● **What you are asked to do**: Recast the data below as a CSV with two columns headed input and output, one row per input and its answer. Put each in a single quoted field and change any line breaks to spaces.

(Stored entries)
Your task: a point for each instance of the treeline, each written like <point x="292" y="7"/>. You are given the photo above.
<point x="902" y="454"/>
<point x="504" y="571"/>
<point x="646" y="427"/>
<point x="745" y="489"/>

● **Reply**:
input,output
"Your task: a point for each instance of the treeline, each written like <point x=""292"" y=""7""/>. You are given the photo above.","<point x=""902"" y=""454""/> <point x=""504"" y=""571""/> <point x=""646"" y=""427""/> <point x=""745"" y=""489""/>"